* START EXTRACTED INFORMATION *

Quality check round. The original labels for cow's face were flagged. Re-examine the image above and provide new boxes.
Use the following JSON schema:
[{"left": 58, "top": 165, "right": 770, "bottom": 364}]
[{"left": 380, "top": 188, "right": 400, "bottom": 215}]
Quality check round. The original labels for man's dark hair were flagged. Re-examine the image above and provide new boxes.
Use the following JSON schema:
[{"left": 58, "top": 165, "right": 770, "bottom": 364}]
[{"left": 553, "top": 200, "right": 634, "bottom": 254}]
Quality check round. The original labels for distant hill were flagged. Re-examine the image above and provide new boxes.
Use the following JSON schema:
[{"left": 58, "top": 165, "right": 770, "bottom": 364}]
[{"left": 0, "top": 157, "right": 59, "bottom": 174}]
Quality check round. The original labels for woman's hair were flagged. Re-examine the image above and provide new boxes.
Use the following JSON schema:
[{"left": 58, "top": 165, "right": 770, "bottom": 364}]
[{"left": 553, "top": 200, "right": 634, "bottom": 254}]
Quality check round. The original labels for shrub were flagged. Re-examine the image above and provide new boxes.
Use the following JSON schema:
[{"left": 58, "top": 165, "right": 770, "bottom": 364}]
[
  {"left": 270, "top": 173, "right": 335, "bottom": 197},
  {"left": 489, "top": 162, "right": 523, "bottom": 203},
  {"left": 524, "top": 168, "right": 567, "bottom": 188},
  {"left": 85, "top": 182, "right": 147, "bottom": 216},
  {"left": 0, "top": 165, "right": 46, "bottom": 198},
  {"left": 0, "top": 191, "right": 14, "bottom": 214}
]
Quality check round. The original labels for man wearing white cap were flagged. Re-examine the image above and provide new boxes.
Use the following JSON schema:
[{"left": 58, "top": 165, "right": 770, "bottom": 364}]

* END EXTRACTED INFORMATION *

→ INSTRUCTIONS FOR THE TASK
Count the lines in the entries above that contain the string "labels", matching case exactly. Reply with that number alone.

→ SOLUTION BELOW
6